▶ [TASK INSTRUCTIONS]: Every entry below must be copied exactly, with nothing left out.

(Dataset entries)
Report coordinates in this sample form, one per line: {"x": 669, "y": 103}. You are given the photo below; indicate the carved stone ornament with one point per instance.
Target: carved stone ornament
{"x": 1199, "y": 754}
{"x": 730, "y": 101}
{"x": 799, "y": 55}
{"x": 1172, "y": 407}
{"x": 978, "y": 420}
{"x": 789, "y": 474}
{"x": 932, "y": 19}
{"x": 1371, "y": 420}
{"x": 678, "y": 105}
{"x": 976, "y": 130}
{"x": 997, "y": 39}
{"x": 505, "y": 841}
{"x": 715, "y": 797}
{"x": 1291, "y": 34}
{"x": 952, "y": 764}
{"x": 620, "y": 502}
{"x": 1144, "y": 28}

▶ [SOLUTION BELOW]:
Report coordinates in this sample form, one per line: {"x": 669, "y": 103}. You are given the photo below; indicate the carved stone ornament with one point per instance.
Target: carved stone ornament
{"x": 1199, "y": 754}
{"x": 730, "y": 101}
{"x": 799, "y": 55}
{"x": 1172, "y": 407}
{"x": 978, "y": 420}
{"x": 789, "y": 474}
{"x": 932, "y": 19}
{"x": 1371, "y": 420}
{"x": 678, "y": 105}
{"x": 976, "y": 130}
{"x": 997, "y": 39}
{"x": 505, "y": 841}
{"x": 715, "y": 797}
{"x": 1291, "y": 34}
{"x": 952, "y": 764}
{"x": 620, "y": 502}
{"x": 1144, "y": 28}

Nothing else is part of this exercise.